WHAT TO WORK ON: Pull every line from the records that has the word "instance" in it.

PROVIDED DATA below:

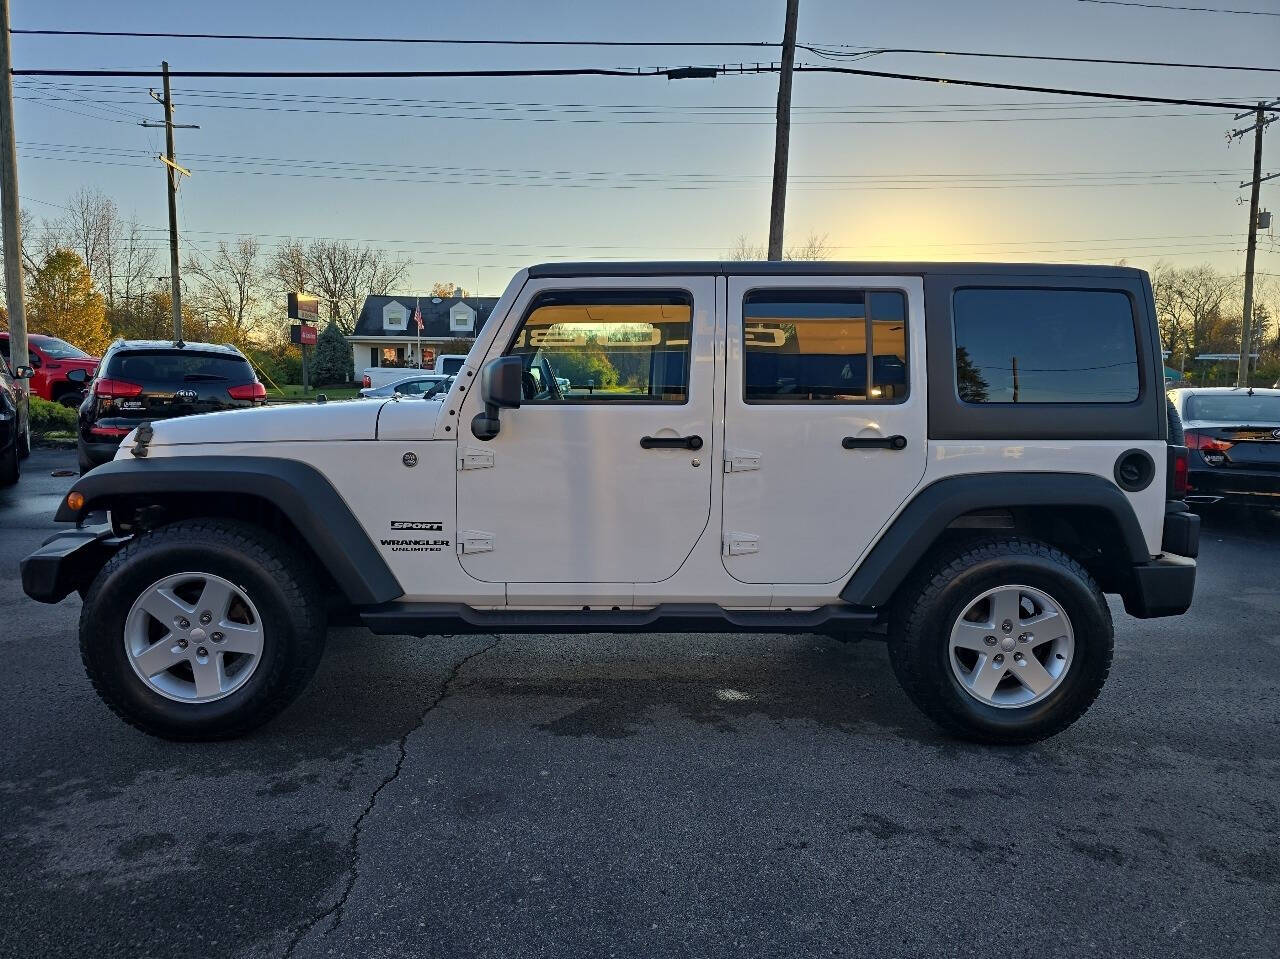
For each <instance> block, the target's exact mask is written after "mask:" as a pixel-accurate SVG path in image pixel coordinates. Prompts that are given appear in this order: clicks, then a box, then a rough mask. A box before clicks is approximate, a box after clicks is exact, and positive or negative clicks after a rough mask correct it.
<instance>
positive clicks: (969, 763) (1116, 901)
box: [0, 451, 1280, 959]
mask: <svg viewBox="0 0 1280 959" xmlns="http://www.w3.org/2000/svg"><path fill="white" fill-rule="evenodd" d="M72 466H74V455H70V453H67V452H52V451H37V452H36V453H35V455H33V457H32V460H29V461H28V463H27V470H26V475H24V476H23V480H22V483H20V485H19V487H18V488H17V489H15V490H5V492H0V557H3V558H0V562H3V577H0V656H3V663H4V668H3V670H0V700H3V703H4V709H3V712H0V835H3V850H4V855H3V857H0V955H4V956H64V955H65V956H84V955H96V956H114V955H122V956H179V955H200V956H210V955H219V956H223V955H225V956H285V955H288V956H300V958H301V956H333V955H339V956H357V955H358V956H399V955H430V956H462V955H467V956H471V955H475V956H502V958H504V959H508V958H511V956H570V955H575V956H576V955H584V956H609V955H616V956H627V955H677V956H722V955H735V956H736V955H750V956H763V955H771V956H772V955H777V956H797V955H867V956H879V955H883V956H902V955H1006V956H1021V955H1037V956H1046V955H1088V956H1125V958H1126V959H1132V958H1135V956H1161V958H1164V956H1275V955H1276V954H1277V953H1280V826H1277V816H1280V786H1277V782H1280V548H1277V543H1280V515H1277V513H1262V515H1257V513H1254V515H1236V513H1230V515H1221V516H1219V515H1211V516H1210V517H1208V519H1207V520H1206V533H1204V538H1203V544H1202V554H1201V574H1199V583H1198V588H1197V602H1196V606H1194V608H1193V609H1192V612H1190V613H1189V615H1188V616H1185V617H1181V618H1176V620H1155V621H1147V622H1140V621H1137V620H1132V618H1128V617H1126V616H1124V613H1123V612H1121V611H1120V609H1119V607H1116V608H1115V612H1116V615H1117V648H1116V658H1115V665H1114V667H1112V672H1111V679H1110V681H1108V684H1107V688H1106V689H1105V690H1103V694H1102V697H1101V699H1100V702H1098V703H1097V704H1096V705H1094V707H1093V709H1092V711H1091V712H1089V713H1088V714H1087V716H1085V717H1084V720H1082V721H1080V722H1079V723H1076V725H1075V726H1074V727H1073V729H1070V730H1069V731H1066V732H1065V734H1062V735H1060V736H1057V737H1056V739H1053V740H1050V741H1047V743H1043V744H1039V745H1037V746H1032V748H1018V749H992V748H978V746H969V745H965V744H959V743H956V741H952V740H948V739H946V737H943V736H941V735H940V734H938V732H937V731H936V730H934V729H933V727H932V726H931V725H929V723H928V722H927V721H924V720H923V718H922V717H920V716H919V714H918V713H916V712H915V711H914V708H913V707H911V705H910V704H909V703H908V700H906V699H905V697H904V695H902V694H901V693H900V691H899V689H897V686H896V684H895V681H893V677H892V675H891V672H890V670H888V663H887V658H886V654H884V649H883V645H881V644H878V643H861V644H851V645H842V644H838V643H835V641H831V640H828V639H823V638H818V636H809V635H796V636H781V638H778V636H756V638H753V636H737V635H708V636H668V635H646V636H623V638H614V636H570V638H563V636H554V638H548V636H534V635H530V636H508V638H503V639H500V640H498V639H495V638H485V636H474V638H438V639H430V640H421V639H404V640H401V639H388V638H376V636H372V635H370V634H367V633H365V631H362V630H335V631H333V634H332V635H330V640H329V649H328V652H326V658H325V662H324V665H323V666H321V668H320V673H319V675H317V676H316V679H315V681H314V682H312V685H311V686H310V689H308V690H307V693H306V694H305V695H303V697H302V698H301V699H300V700H298V702H297V703H296V704H294V705H293V707H292V708H289V709H288V712H287V713H285V714H284V716H283V717H282V718H279V720H278V721H275V722H274V723H271V725H270V726H268V727H265V729H264V730H261V731H259V732H257V734H255V735H253V736H251V737H248V739H244V740H239V741H234V743H224V744H205V745H175V744H170V743H164V741H160V740H155V739H150V737H147V736H145V735H142V734H140V732H137V731H134V730H132V729H129V727H127V726H125V725H123V723H122V722H119V721H118V720H116V718H115V717H114V716H113V714H111V713H109V712H108V709H106V708H105V707H104V705H102V704H101V703H100V702H99V699H97V697H96V695H95V694H93V691H92V689H91V688H90V684H88V681H87V680H86V679H84V675H83V671H82V668H81V663H79V656H78V650H77V644H76V629H77V617H78V613H79V600H78V599H77V598H74V597H73V598H70V599H68V600H65V602H63V603H61V604H59V606H56V607H49V606H41V604H38V603H33V602H29V600H27V599H26V597H24V595H23V594H22V590H20V586H19V583H18V561H19V558H20V557H22V556H23V554H26V553H27V552H28V551H29V549H32V548H33V547H36V545H37V544H38V543H40V542H42V540H44V539H45V538H46V536H47V535H49V534H50V533H51V531H52V530H54V524H52V522H51V516H52V511H54V506H55V503H56V499H58V498H59V497H60V496H61V493H63V492H65V489H67V488H68V487H69V485H70V484H72V483H73V479H70V478H52V476H51V475H50V472H51V471H52V470H55V469H59V467H72Z"/></svg>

End of PROVIDED DATA.

RESPONSE TO THE EXERCISE:
For each <instance> block, the target's exact mask is written after "mask:" as a pixel-accurate SVG path in image pixel coordinates. Prompts that are given appear in this order: clicks, then a box, then a rough mask. A box before clicks is approximate, a box after clicks is exact, and positive or negative clicks after a rough mask correct it.
<instance>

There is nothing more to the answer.